Data to use —
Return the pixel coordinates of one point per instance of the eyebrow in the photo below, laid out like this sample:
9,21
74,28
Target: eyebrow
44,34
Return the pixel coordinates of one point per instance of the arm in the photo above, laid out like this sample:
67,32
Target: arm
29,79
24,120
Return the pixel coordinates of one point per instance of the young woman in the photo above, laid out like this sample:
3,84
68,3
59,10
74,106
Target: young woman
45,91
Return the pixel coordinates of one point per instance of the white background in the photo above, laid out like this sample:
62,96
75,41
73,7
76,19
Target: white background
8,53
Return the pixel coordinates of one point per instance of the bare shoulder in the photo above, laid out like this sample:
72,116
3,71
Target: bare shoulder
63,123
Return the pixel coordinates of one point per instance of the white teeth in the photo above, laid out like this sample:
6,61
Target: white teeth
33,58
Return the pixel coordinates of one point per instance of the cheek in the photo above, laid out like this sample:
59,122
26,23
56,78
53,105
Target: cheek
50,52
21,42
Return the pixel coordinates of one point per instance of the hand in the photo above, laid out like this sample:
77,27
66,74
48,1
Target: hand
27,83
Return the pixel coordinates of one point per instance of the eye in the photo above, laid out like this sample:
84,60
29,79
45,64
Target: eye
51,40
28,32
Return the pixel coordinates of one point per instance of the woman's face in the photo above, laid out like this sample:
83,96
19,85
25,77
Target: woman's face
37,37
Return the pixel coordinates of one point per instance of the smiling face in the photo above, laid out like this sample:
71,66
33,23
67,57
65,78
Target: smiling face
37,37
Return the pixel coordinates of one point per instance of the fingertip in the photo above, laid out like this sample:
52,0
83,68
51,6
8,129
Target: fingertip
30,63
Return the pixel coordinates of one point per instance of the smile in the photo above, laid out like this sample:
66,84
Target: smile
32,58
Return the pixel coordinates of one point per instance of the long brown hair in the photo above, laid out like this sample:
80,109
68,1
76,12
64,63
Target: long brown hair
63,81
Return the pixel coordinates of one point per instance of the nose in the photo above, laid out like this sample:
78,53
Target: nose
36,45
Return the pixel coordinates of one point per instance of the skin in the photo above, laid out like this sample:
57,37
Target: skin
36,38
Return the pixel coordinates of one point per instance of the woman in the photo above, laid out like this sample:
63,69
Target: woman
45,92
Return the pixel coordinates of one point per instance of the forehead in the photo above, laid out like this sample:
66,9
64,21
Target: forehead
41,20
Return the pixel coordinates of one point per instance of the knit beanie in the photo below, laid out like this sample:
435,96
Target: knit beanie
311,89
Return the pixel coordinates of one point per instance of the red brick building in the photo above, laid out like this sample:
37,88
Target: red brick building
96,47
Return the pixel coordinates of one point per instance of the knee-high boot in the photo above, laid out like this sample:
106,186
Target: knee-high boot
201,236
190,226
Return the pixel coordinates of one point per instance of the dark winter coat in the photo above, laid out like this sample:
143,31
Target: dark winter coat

Work instructions —
Each line of the material that has the word "winter" belongs in the answer.

Exercise answer —
Return the pixel coordinates of one point per instance of the dark winter coat in the photo above, laid out like this sample:
Target: dark winter coat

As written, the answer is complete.